* **Exercício**:
Reproduza todas as entradas abaixo palavra por palavra, deixando as imagens de fora.

[Entradas de marcação de pontos em imagens]
○ ○ ○ ○ ○ ○ ○

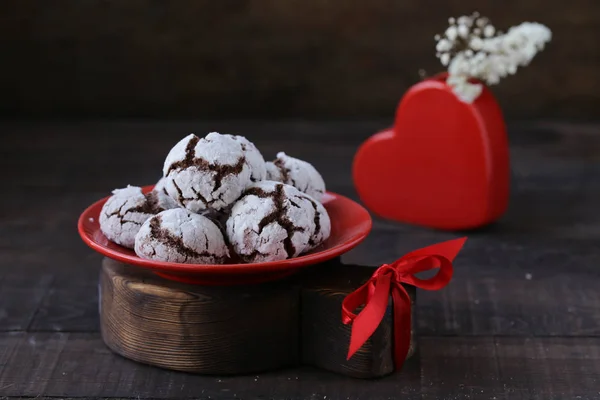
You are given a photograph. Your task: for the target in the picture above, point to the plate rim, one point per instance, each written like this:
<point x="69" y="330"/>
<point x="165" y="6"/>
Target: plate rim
<point x="225" y="269"/>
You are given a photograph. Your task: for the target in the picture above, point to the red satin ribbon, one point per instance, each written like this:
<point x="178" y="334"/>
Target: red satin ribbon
<point x="375" y="294"/>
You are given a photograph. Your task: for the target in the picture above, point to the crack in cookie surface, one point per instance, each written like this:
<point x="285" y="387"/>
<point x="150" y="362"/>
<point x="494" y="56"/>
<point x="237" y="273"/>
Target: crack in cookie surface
<point x="285" y="172"/>
<point x="316" y="220"/>
<point x="278" y="215"/>
<point x="164" y="236"/>
<point x="221" y="171"/>
<point x="121" y="215"/>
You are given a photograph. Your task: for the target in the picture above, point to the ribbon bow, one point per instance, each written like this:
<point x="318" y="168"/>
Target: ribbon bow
<point x="375" y="294"/>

○ ○ ○ ○ ○ ○ ○

* **Resolução**:
You are given a photograph. Your task: for the target in the picture above, point to the plate rim, one point per instance, each written like this:
<point x="69" y="330"/>
<point x="165" y="6"/>
Target: plate rim
<point x="225" y="269"/>
You are given a photograph. Your task: for the target in the picture above, point to the red satin ribbon, one point per instance, each written like this:
<point x="178" y="334"/>
Target: red satin ribbon
<point x="375" y="294"/>
You are given a photograph. Your task: for the target in the picture above, point to the crack in cookie surface, one point per instance, each written like this:
<point x="285" y="387"/>
<point x="150" y="362"/>
<point x="494" y="56"/>
<point x="237" y="273"/>
Target: crack in cookie surface
<point x="285" y="172"/>
<point x="316" y="220"/>
<point x="278" y="215"/>
<point x="164" y="236"/>
<point x="221" y="171"/>
<point x="121" y="215"/>
You are given a photograph. Your task: for the target in the picture above, point to the ribbon bow, one point per instance, each written like this:
<point x="318" y="168"/>
Target: ribbon bow
<point x="375" y="294"/>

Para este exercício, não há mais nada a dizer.